20}, Xiaoju Zhang⁶, Ruth L Katz²², Jiayuan Sun^{3

4}, Chunxue Bai¹

Affiliations

¹ Department of Pulmonary and Critical Care Medicine, Zhongshan Hospital, Fudan University, Shanghai, China.
² Shanghai Respiratory Research Institute, Shanghai, China.
³ Department of Respiratory Endoscopy, Shanghai Chest Hospital, Shanghai Jiao Tong University, Shanghai, China.
⁴ Department of Respiratory and Critical Care Medicine, Shanghai Chest Hospital, Shanghai Jiao Tong University, Shanghai, China.
⁵ Xinxiang Medical University, Xinxiang, China.
⁶ Department of Respiratory and Critical Care Medicine, Henan Provincial People's Hospital, People's Hospital of Zhengzhou University, Zhengzhou, China.
⁷ Department of Thoracic Surgery, Respiratory Center of Suining Central Hospital, Suining, China.
⁸ Department of Pulmonary and Critical Care Medicine, Zhongda Hospital, Southeast University, Nanjing, China.
⁹ State Key Laboratory of Respiratory Disease, National Clinical Research Center of Respiratory Disease, Guangzhou Institute of Respiratory Health, First Affiliated Hospital of Guangzhou Medical University, Guangzhou, China.
¹⁰ Department of Respiratory and Critical Care Medicine, Affiliated Hospital of Qingdao University, Qingdao, China.
- - - - - - -
> What this exercise asks:
1. Answer these from the affiliations list:
(a) In which city is Xinxiang Medical University located?
(b) Which hospital's Respiratory Center houses the Department of Thoracic Surgery?
(c) Of which university is Zhongda Hospital a part?
2. Retype the passage of the affiliations list that begins at the words "² Shanghai Respiratory" and stops after "University, Xinxiang, China.".
3. For each statement, say whether it agrees with the affiliations list. Answer yes or no, and quote the words that decide it.
(a) Shanghai Chest Hospital is listed under Shanghai Jiao Tong University.
(b) The Affiliated Hospital of Qingdao University is located in Nanjing.
(c) The Guangzhou Institute of Respiratory Health appears in the same affiliation as the State Key Laboratory of Respiratory Disease.

> Information supplied:
- - - - - - -
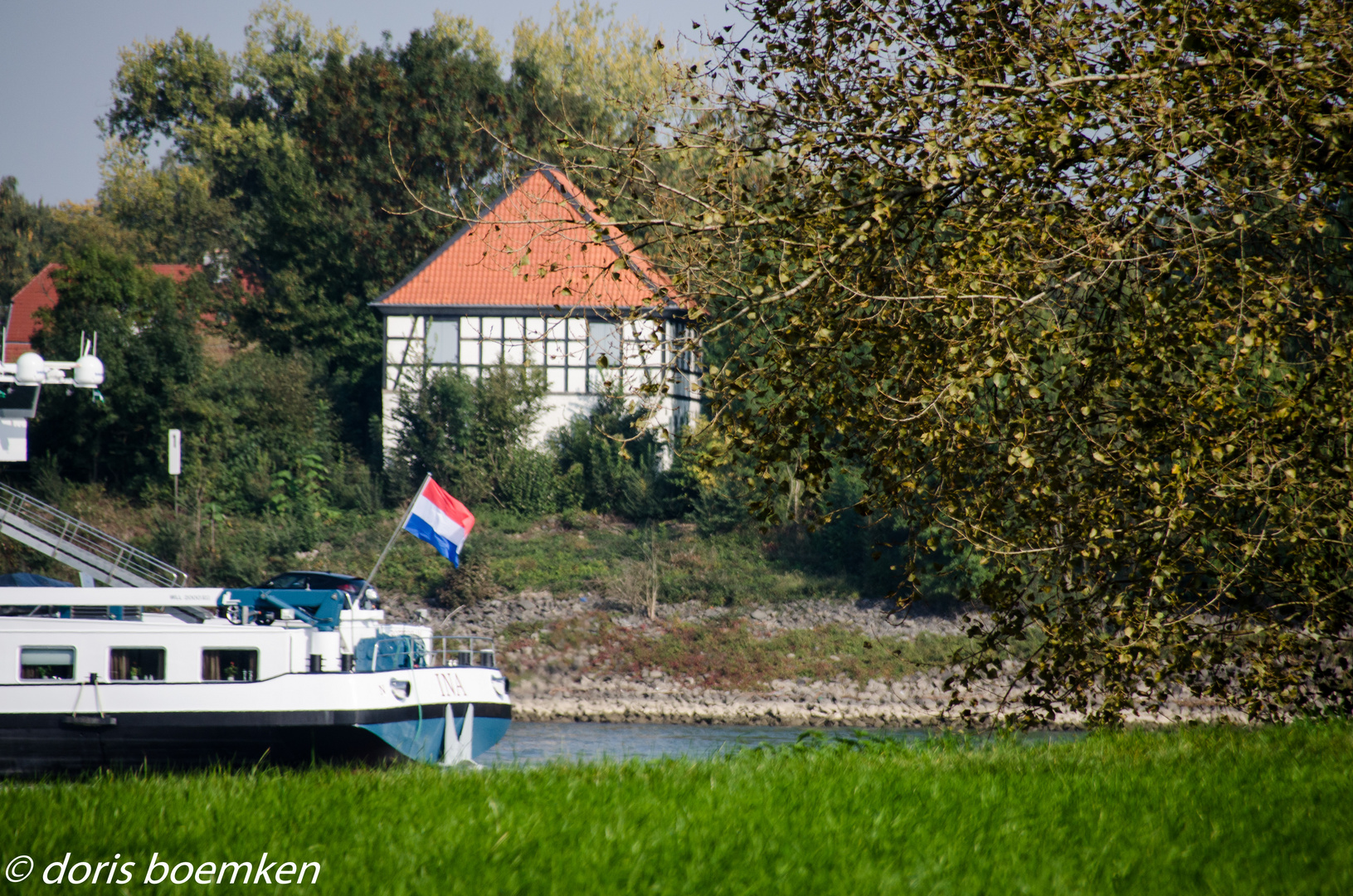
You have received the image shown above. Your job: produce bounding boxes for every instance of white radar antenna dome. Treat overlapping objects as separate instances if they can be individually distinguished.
- - - - - - -
> Outputs for the tasks:
1.
(a) Xinxiang, China.
(b) Suining Central Hospital.
(c) Southeast University.

2.
² Shanghai Respiratory Research Institute, Shanghai, China.
³ Department of Respiratory Endoscopy, Shanghai Chest Hospital, Shanghai Jiao Tong University, Shanghai, China.
⁴ Department of Respiratory and Critical Care Medicine, Shanghai Chest Hospital, Shanghai Jiao Tong University, Shanghai, China.
⁵ Xinxiang Medical University, Xinxiang, China.

3.
(a) Yes: "Shanghai Chest Hospital, Shanghai Jiao Tong University, Shanghai, China."
(b) No: "Affiliated Hospital of Qingdao University, Qingdao, China."
(c) Yes: "State Key Laboratory of Respiratory Disease, National Clinical Research Center of Respiratory Disease, Guangzhou Institute of Respiratory Health"